Top of EXERCISE MATERIAL
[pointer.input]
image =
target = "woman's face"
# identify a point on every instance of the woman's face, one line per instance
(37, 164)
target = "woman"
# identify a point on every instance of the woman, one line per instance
Bottom of EXERCISE MATERIAL
**EXERCISE REQUIREMENTS**
Each line from the one containing "# identify a point on every instance of the woman's" to the last line above must be returned exactly, and no line outside that range.

**RESPONSE BOX**
# identify a point on every instance of the woman's face, one line per instance
(37, 164)
target = "woman"
# identify a point on every instance of the woman, one line per instance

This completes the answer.